BEGIN TEXT PASSAGE

Physical meaning and consequences of the loop IR divergences in global dS

TL;DR

This paper investigates how loop IR divergences in global de Sitter space break its isometry symmetry, derives a kinetic equation from the Dyson-Schwinger framework, and explores the physical implications, including particle production.

Contribution

It introduces a kinetic equation for global de Sitter space derived from the Dyson-Schwinger approach, revealing the physical effects of IR divergences and isometry breaking.

Findings

Loop IR divergences break de Sitter isometry in global space.

Kinetic equation describes IR effects and particle dynamics.

Explosive particle production occurs under certain initial conditions.

Abstract

Following arXiv:1012.2107 we show that in global de Sitter space its isometry is broken by the loop IR divergences for any invariant vacuum state of the massive scalars. We derive kinetic equation in global de Sitter space. It follows from the Dyson-Schwinger equation of the Schwinger-Keldysh diagrammatic technique in IR limit and allows to understand the physical meaning and consequences of the loop IR divergences. In many respects the isometry breaking in global dS is similar to the one in the contracting Poincare patch of de Sitter space. Hence, as a warm up exercise we study the kinetic equation and properties of its solutions in the expanding and contracting Poincare patches of de Sitter space. Quite unexpectedly we find that under some initial conditions there is an explosive production of massive particles in the expanding Poincare patch.

END TEXT PASSAGE
BEGIN LISTED ENTRIES

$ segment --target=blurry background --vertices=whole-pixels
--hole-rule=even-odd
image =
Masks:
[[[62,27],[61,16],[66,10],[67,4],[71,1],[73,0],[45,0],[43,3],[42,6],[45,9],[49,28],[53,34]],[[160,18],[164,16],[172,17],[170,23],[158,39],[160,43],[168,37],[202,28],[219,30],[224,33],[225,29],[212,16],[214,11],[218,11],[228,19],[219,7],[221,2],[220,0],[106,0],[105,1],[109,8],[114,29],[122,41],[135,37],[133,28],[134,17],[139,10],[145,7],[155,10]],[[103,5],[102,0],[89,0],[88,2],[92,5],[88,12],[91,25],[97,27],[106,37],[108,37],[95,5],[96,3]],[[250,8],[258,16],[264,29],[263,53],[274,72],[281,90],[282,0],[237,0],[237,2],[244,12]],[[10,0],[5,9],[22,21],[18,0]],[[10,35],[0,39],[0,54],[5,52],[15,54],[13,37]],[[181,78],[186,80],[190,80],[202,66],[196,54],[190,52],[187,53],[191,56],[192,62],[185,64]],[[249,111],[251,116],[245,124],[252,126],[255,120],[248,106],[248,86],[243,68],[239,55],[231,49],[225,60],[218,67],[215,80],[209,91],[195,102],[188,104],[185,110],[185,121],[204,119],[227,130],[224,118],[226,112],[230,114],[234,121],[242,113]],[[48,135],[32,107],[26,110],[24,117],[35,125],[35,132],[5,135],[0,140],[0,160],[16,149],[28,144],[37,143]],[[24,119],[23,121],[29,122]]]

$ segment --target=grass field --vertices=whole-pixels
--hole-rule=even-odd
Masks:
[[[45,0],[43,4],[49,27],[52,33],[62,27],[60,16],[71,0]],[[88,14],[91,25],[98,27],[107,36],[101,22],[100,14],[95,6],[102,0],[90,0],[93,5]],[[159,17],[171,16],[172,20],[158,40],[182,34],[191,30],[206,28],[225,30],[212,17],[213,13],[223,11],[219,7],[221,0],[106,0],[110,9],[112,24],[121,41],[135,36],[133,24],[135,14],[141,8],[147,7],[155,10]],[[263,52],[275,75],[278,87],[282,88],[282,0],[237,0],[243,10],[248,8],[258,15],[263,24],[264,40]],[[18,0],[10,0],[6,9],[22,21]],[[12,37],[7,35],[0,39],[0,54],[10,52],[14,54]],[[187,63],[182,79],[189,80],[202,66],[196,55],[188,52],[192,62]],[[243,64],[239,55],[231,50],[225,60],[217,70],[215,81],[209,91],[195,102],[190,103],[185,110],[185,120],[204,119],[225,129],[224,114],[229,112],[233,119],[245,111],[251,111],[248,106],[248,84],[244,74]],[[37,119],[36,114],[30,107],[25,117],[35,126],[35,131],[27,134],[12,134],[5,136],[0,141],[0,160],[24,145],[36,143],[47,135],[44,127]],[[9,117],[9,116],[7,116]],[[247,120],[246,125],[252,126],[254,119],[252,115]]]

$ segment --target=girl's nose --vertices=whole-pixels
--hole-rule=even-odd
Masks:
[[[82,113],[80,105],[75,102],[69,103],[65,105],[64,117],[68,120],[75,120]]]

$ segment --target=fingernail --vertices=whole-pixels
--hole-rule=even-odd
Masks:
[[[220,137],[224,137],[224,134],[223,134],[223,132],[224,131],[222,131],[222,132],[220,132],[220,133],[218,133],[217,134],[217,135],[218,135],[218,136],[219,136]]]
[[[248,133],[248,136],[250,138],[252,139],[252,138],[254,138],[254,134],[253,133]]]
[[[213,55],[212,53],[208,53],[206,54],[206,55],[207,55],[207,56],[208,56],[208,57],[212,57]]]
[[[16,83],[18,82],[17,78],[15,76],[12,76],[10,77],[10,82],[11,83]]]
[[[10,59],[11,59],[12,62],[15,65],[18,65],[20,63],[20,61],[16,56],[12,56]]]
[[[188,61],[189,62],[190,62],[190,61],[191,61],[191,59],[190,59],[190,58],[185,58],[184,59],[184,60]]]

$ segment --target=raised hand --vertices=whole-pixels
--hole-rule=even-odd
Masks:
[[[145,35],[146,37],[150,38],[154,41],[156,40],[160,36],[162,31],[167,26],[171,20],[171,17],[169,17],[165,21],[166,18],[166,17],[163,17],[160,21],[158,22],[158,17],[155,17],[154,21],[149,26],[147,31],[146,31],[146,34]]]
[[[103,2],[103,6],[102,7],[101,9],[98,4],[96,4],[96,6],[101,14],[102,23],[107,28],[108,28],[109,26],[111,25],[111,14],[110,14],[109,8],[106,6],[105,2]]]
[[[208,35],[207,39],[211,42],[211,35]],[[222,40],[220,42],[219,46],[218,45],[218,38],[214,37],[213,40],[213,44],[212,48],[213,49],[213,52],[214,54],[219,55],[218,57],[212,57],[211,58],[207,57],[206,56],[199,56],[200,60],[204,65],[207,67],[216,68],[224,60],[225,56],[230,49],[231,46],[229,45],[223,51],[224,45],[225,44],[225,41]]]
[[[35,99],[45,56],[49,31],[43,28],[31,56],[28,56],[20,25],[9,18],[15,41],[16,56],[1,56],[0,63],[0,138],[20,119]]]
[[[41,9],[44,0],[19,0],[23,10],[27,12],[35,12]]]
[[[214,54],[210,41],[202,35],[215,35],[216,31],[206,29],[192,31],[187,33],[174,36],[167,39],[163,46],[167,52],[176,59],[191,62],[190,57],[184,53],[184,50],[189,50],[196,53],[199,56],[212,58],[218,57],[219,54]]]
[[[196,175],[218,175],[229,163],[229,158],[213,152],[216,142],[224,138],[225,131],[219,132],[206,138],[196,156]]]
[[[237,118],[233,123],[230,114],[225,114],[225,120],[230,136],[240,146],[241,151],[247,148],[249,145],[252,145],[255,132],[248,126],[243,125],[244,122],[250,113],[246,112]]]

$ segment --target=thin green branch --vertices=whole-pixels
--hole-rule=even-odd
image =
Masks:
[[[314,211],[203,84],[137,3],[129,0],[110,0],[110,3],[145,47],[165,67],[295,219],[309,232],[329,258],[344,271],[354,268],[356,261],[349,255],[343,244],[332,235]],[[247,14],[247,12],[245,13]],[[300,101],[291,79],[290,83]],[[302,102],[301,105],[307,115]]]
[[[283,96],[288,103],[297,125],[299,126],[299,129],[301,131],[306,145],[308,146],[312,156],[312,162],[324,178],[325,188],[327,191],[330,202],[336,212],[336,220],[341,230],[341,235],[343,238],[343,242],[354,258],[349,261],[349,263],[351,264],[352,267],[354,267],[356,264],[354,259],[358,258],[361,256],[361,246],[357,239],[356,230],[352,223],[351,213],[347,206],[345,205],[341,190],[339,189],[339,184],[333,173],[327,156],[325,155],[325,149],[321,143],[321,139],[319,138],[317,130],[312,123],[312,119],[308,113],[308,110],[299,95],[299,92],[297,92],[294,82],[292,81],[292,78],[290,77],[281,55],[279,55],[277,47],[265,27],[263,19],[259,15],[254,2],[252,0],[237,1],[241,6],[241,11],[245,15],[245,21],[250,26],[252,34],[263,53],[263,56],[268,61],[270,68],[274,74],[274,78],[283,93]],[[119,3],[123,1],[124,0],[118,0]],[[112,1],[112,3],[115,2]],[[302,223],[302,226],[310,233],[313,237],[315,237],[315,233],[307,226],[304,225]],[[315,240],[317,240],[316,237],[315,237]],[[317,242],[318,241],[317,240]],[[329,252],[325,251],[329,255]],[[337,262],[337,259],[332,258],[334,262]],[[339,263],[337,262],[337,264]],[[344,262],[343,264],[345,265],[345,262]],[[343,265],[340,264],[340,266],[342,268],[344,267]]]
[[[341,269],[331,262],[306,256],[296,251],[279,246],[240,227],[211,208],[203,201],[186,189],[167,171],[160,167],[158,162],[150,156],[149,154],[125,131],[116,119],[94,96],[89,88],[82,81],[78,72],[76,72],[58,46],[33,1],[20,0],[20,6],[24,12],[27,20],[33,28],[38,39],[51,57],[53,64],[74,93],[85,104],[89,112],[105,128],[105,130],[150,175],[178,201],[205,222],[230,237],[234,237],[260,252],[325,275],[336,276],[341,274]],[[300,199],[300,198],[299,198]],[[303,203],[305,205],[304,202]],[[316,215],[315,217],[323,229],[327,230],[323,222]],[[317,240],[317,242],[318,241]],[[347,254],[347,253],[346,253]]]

END LISTED ENTRIES

PROBLEMS AND TASKS >>
- A) In the de Sitter summary, replace "kinetic equation" with "transport equation" in the part starting at "It introduces a" and ending at "in global space.", and write out that part again.
- B) According to the de Sitter summary, in which patch of de Sitter space is there an explosive production of massive particles under some initial conditions?

EXERCISE RESULTS >>
- A)
It introduces a transport equation for global de Sitter space derived from the Dyson-Schwinger approach, revealing the physical effects of IR divergences and isometry breaking.

Findings

Loop IR divergences break de Sitter isometry in global space.

- B) The expanding Poincare patch.